§ WORK TASK:
Swap each occurrence of "rough mask" for "coarse mask" in all of the items below, keeping everything else the same, and omit the pictures from your answer.

Collected data:
****

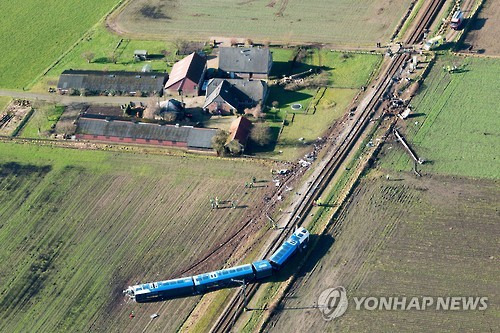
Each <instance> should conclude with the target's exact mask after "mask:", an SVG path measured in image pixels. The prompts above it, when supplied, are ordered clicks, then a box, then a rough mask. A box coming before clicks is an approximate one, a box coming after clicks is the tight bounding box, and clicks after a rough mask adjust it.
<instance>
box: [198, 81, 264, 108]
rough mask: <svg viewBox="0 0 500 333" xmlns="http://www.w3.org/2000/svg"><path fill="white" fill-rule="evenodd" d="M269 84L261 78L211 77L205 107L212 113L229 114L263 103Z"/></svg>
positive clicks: (249, 107) (208, 88)
mask: <svg viewBox="0 0 500 333" xmlns="http://www.w3.org/2000/svg"><path fill="white" fill-rule="evenodd" d="M266 97H267V84H266V82H264V81H261V80H247V79H211V80H210V81H209V82H208V85H207V92H206V98H205V103H204V104H203V108H204V109H205V110H207V111H209V112H210V113H212V114H222V115H228V114H232V113H235V112H242V111H243V110H244V109H245V108H253V107H255V106H257V105H262V104H263V103H264V101H265V99H266Z"/></svg>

****

§ RESPONSE AREA:
Each <instance> should conclude with the target's exact mask after "mask:", an SVG path measured in image pixels. The prompts above it, when supplied, are ordered clicks, then a box, then a coarse mask. A box coming before clicks is an approximate one, a box coming after clicks is the tight bounding box, and clicks after a coarse mask adjust it.
<instance>
box: [198, 81, 264, 108]
coarse mask: <svg viewBox="0 0 500 333" xmlns="http://www.w3.org/2000/svg"><path fill="white" fill-rule="evenodd" d="M269 84L261 78L211 77L205 107L212 113L229 114L263 103Z"/></svg>
positive clicks: (249, 107) (208, 88)
mask: <svg viewBox="0 0 500 333" xmlns="http://www.w3.org/2000/svg"><path fill="white" fill-rule="evenodd" d="M266 97H267V84H266V82H264V81H261V80H247V79H211V80H210V81H209V82H208V85H207V92H206V98H205V103H204V104H203V108H204V109H205V110H207V111H209V112H210V113H212V114H222V115H228V114H232V113H235V112H242V111H243V110H244V109H245V108H253V107H255V106H257V105H262V104H263V103H264V101H265V99H266Z"/></svg>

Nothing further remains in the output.